== Work task ==
Your task is to retype, exactly and only, the lines from the one containing "Point to the coniferous" to the final line of the entries, leaving out all pictures.

[Saved entries]
################
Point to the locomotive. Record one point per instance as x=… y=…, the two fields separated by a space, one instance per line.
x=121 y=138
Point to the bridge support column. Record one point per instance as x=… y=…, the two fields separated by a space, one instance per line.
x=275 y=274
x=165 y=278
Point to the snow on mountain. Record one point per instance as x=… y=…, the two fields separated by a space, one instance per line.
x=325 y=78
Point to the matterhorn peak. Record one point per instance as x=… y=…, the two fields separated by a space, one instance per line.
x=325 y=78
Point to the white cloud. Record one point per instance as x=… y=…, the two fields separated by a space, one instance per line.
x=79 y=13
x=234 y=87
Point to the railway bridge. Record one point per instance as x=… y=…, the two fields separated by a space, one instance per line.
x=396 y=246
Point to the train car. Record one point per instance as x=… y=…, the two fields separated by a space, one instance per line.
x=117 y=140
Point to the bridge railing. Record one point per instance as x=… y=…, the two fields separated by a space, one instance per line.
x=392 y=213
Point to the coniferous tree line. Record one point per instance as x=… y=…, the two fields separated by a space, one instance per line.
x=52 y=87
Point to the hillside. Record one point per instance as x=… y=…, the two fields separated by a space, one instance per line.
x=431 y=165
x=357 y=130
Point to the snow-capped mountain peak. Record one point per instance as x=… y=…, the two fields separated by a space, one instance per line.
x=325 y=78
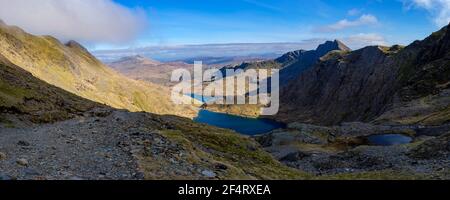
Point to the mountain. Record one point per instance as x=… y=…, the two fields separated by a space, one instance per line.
x=141 y=68
x=406 y=85
x=298 y=62
x=87 y=140
x=291 y=65
x=72 y=68
x=34 y=100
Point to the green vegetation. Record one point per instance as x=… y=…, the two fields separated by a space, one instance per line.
x=72 y=68
x=235 y=150
x=377 y=175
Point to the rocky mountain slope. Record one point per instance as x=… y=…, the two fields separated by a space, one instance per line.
x=140 y=68
x=407 y=85
x=291 y=65
x=72 y=68
x=47 y=133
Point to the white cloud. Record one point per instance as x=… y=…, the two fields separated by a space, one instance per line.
x=364 y=39
x=89 y=21
x=364 y=20
x=439 y=9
################
== Task solution ==
Point to the coniferous tree line. Record one point per instance as x=… y=…, the two fields separated by a space, one instance per line.
x=52 y=87
Point to the hillside. Record one point per instance as x=… y=…, the two fields separated by a space, one instance per line.
x=431 y=165
x=357 y=130
Point to the snow-capped mountain peak. Record one point per instance as x=… y=…, the two fields separated by a space, one instance per line.
x=325 y=78
Point to the mountain. Record one point per instance as x=… y=…, the two fields separated by a space, one instance per line.
x=141 y=68
x=406 y=85
x=298 y=62
x=87 y=140
x=291 y=65
x=72 y=68
x=34 y=100
Point to the green vegetation. Record one point per instance as x=… y=…, the two fields separated by a space, one instance per line.
x=72 y=68
x=235 y=150
x=377 y=175
Point to the rocky mountain slope. Record one point per instance as x=… y=…, the two fields separated by a space, one instance per line.
x=140 y=68
x=407 y=85
x=291 y=65
x=72 y=68
x=47 y=133
Point to the white cloud. Record one point per instance as x=… y=…, the two fields separated by a space, one instance per line.
x=364 y=39
x=89 y=21
x=364 y=20
x=439 y=9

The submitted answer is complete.